=== EXERCISE DETAILS ===
Retype the entries below line for line, keeping every character unchanged.

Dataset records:
--- Start ---

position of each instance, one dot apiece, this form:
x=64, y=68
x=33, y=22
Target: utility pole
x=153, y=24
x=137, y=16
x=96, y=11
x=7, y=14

--- End ---

=== ANSWER TO THIS EXERCISE ===
position of each instance, one dot apiece, this form:
x=64, y=68
x=33, y=22
Target: utility pole
x=153, y=24
x=137, y=16
x=96, y=11
x=7, y=14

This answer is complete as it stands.